Content starts
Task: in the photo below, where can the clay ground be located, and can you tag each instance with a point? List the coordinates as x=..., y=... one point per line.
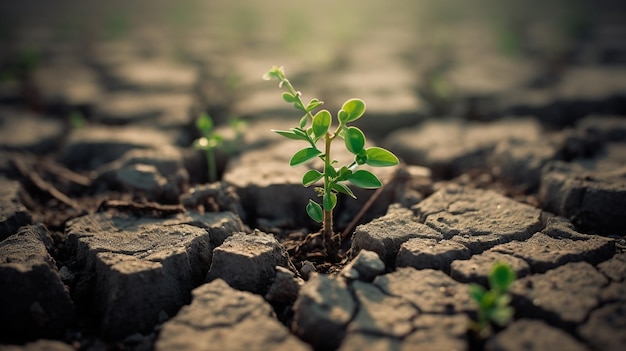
x=509, y=122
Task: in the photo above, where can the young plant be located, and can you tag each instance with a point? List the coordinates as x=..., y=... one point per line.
x=316, y=125
x=493, y=304
x=208, y=142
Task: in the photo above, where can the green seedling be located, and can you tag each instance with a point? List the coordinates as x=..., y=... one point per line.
x=208, y=142
x=493, y=304
x=315, y=126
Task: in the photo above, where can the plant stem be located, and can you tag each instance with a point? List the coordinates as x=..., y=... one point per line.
x=210, y=156
x=327, y=227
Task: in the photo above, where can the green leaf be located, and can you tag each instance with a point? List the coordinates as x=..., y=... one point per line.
x=288, y=97
x=330, y=171
x=311, y=177
x=361, y=157
x=314, y=210
x=313, y=104
x=303, y=121
x=304, y=155
x=476, y=292
x=321, y=123
x=330, y=200
x=342, y=116
x=291, y=134
x=501, y=277
x=501, y=316
x=364, y=179
x=342, y=188
x=355, y=140
x=379, y=157
x=204, y=124
x=355, y=108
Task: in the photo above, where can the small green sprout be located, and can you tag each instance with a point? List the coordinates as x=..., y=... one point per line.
x=208, y=142
x=316, y=126
x=493, y=304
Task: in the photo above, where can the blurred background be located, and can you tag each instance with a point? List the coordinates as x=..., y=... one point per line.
x=409, y=60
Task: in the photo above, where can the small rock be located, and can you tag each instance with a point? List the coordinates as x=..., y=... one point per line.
x=322, y=311
x=285, y=287
x=451, y=147
x=34, y=301
x=478, y=267
x=307, y=269
x=429, y=253
x=605, y=326
x=430, y=290
x=133, y=268
x=380, y=313
x=527, y=334
x=216, y=194
x=386, y=234
x=519, y=163
x=430, y=332
x=13, y=214
x=459, y=213
x=223, y=318
x=543, y=252
x=563, y=296
x=365, y=266
x=23, y=131
x=247, y=261
x=593, y=199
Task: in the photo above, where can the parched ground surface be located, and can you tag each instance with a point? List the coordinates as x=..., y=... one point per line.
Content ends
** INSTRUCTIONS FOR THE TASK **
Each line, beginning at the one that contains "Task: in the photo above, where can the blurred" and continuing through the end of the records, must be written out exactly, first and last included.

** RESULT **
Task: in the photo above, where can the blurred background be located, and can you tag each instance with a point? List the coordinates as x=..., y=... one point per line.
x=409, y=60
Task: in the photo above, where can the small rock be located, and can you tag each instance with a point? List the coordinates as x=..., y=... one point per line.
x=322, y=311
x=285, y=287
x=451, y=147
x=34, y=301
x=478, y=267
x=307, y=269
x=429, y=253
x=605, y=326
x=430, y=290
x=133, y=268
x=380, y=313
x=527, y=334
x=216, y=194
x=386, y=234
x=519, y=163
x=430, y=332
x=13, y=214
x=459, y=213
x=223, y=318
x=543, y=252
x=563, y=296
x=365, y=266
x=23, y=131
x=247, y=261
x=593, y=199
Task: in the photo above, where can the parched ground surface be located, and can you tag each instance with a point? List the coordinates as x=..., y=... one point per line.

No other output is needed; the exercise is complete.